● CONSIGNES:
(1) Restituez sans modification le passage de l'extrait du document qui va de « En application de » jusqu'à « deux mille vingt. » inclus.
(2) D'après l'extrait du document, devant quelle cour d'appel l'affaire et les parties sont-elles renvoyées ?

9. En statuant ainsi, la cour d'appel a violé les articles susvisés.

PAR CES MOTIFS, la Cour :

CASSE ET ANNULE, mais seulement en ce qu'il confirme le jugement ayant débouté M. H... des demandes d'annulation des sanctions disciplinaires prononcées le 24 février 2014 et le 19 août 2015 et des demandes afférentes en paiement de rappel de salaire et de dommages-intérêts, l'arrêt rendu le 13 juin 2018, entre les parties, par la cour d'appel de Poitiers ;

Remet, sur ces points l'affaire et les parties dans l'état où elles se trouvaient avant cet arrêt et les renvoie devant la cour d'appel de Limoges ;

Condamne la société XPO Last Mile France aux dépens ;

En application de l'article 700 du code de procédure civile, rejette la demande formée par la société XPO Last Mile France et la condamne à payer à Me Le Prado la somme de 3 000 euros ;

Dit que sur les diligences du procureur général près la Cour de cassation, le présent arrêt sera transmis pour être transcrit en marge ou à la suite de l'arrêt partiellement cassé ;

Ainsi fait et jugé par la Cour de cassation, chambre sociale, et prononcé par le président en son audience publique du deux décembre deux mille vingt.

● MATÉRIEL FOURNI:
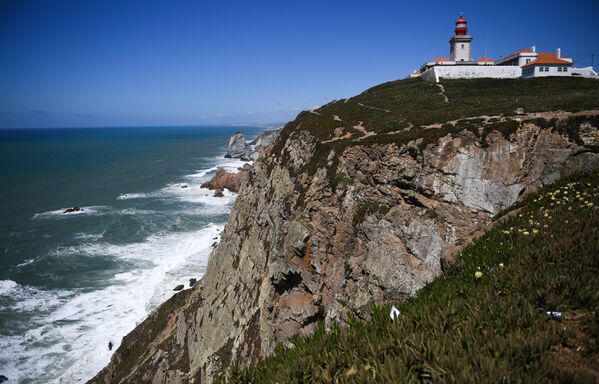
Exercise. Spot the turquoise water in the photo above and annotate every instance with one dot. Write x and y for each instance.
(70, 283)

--

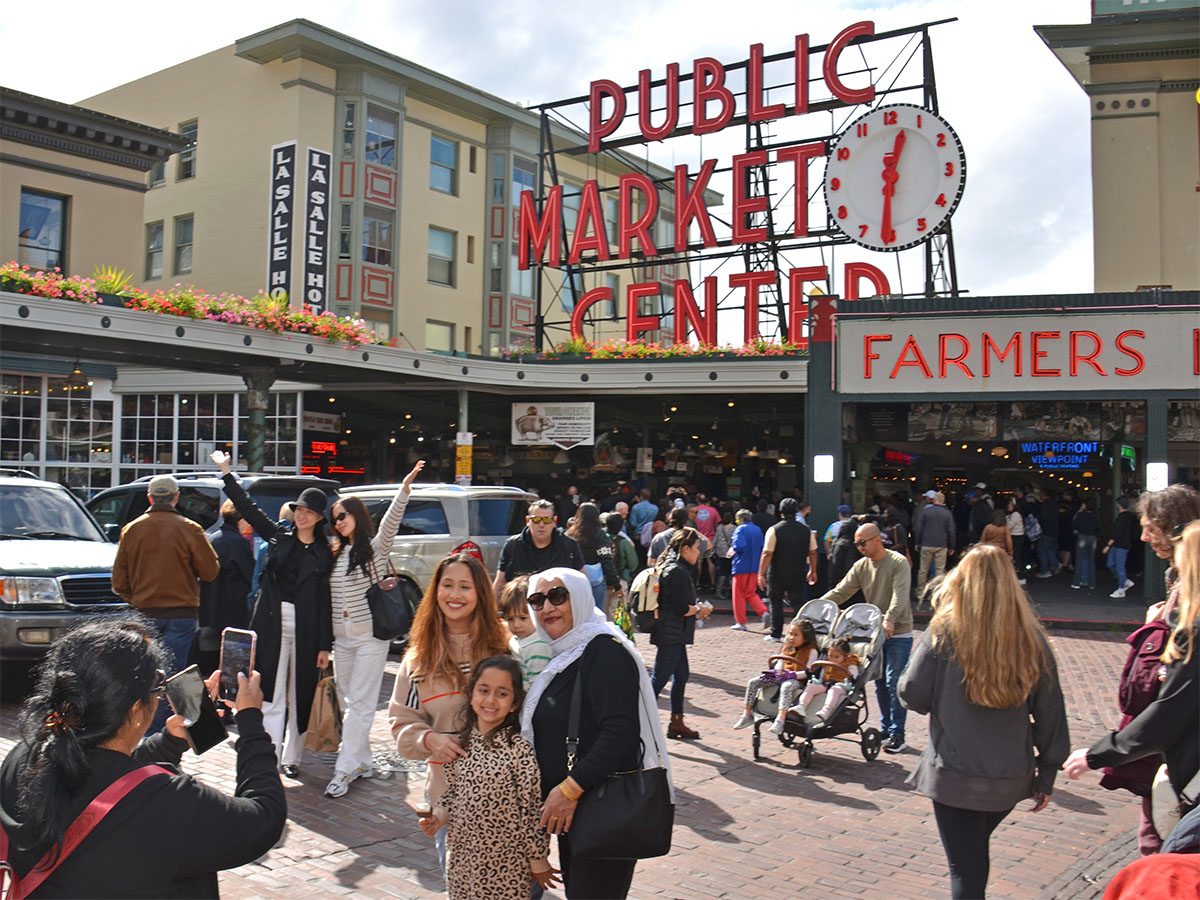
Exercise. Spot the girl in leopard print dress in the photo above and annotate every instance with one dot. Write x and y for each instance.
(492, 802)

==

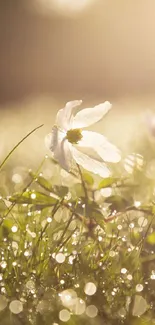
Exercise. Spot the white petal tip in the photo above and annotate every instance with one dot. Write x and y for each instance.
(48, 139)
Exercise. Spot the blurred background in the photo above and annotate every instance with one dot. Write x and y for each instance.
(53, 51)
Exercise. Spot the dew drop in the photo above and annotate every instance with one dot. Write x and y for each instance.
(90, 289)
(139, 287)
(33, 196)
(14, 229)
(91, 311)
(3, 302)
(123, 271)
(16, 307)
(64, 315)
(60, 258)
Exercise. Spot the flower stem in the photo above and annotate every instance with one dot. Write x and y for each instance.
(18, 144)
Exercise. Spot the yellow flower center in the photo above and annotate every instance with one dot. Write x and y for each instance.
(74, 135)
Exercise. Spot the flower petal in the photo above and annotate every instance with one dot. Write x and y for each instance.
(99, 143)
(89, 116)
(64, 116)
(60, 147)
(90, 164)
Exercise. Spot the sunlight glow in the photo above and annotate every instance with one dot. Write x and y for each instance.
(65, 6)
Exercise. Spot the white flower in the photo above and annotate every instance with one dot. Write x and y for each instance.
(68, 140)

● RÉPONSES ATTENDUES:
(1)
En application de l'article 700 du code de procédure civile, rejette la demande formée par la société XPO Last Mile France et la condamne à payer à Me Le Prado la somme de 3 000 euros ;

Dit que sur les diligences du procureur général près la Cour de cassation, le présent arrêt sera transmis pour être transcrit en marge ou à la suite de l'arrêt partiellement cassé ;

Ainsi fait et jugé par la Cour de cassation, chambre sociale, et prononcé par le président en son audience publique du deux décembre deux mille vingt.

(2) Devant la cour d'appel de Limoges.